== Records for the task
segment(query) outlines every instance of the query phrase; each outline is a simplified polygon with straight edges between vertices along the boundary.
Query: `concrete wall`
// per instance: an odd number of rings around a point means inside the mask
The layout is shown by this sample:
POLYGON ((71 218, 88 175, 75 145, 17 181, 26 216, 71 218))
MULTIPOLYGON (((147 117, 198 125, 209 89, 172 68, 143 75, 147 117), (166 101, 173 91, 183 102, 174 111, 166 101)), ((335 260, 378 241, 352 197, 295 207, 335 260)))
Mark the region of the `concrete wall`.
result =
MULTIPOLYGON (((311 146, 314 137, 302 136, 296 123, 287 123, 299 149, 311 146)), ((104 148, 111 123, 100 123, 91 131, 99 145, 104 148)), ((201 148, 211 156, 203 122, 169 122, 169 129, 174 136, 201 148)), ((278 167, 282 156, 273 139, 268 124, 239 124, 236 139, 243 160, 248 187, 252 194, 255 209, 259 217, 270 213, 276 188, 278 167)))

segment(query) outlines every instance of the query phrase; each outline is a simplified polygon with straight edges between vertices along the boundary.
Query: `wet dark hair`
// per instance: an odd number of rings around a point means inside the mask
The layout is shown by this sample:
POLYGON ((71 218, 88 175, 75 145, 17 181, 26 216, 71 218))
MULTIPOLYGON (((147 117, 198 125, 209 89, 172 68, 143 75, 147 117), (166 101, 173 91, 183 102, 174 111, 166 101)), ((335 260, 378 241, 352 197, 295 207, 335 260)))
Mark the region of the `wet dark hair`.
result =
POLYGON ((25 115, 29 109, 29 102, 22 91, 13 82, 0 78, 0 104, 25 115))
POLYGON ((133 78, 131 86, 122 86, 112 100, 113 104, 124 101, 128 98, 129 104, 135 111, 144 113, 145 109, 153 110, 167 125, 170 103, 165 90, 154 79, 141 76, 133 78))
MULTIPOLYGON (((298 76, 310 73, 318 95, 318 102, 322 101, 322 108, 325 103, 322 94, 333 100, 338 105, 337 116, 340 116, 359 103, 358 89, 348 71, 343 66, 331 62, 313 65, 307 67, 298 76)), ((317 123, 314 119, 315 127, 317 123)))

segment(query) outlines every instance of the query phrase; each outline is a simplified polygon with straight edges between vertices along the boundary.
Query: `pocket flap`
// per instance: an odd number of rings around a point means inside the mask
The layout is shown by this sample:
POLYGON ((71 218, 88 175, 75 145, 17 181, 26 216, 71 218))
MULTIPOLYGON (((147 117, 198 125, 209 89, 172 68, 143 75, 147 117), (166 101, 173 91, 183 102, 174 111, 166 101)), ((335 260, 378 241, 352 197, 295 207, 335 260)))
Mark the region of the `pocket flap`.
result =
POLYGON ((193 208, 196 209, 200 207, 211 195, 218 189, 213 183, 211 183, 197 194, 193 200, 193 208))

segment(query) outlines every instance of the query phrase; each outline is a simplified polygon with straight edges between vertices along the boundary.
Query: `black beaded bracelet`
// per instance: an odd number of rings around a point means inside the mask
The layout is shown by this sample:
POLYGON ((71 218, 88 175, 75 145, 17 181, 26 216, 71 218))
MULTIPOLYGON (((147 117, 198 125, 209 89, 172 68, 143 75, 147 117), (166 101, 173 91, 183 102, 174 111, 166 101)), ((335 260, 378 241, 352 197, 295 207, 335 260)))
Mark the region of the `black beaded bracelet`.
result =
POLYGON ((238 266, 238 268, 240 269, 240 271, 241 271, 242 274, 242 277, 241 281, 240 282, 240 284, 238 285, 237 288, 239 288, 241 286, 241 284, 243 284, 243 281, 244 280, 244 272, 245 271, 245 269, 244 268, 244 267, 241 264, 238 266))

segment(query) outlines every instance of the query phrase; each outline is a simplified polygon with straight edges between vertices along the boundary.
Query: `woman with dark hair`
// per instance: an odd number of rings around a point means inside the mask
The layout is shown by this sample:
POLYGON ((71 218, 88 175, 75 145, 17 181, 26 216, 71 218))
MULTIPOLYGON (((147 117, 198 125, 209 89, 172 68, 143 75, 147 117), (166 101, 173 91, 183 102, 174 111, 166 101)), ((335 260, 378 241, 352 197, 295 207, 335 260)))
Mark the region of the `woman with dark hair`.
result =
====
◆ What you will do ◆
Please count how many lines in the records above contain the string "flap" and reply with only that number.

◆ Output for this task ◆
2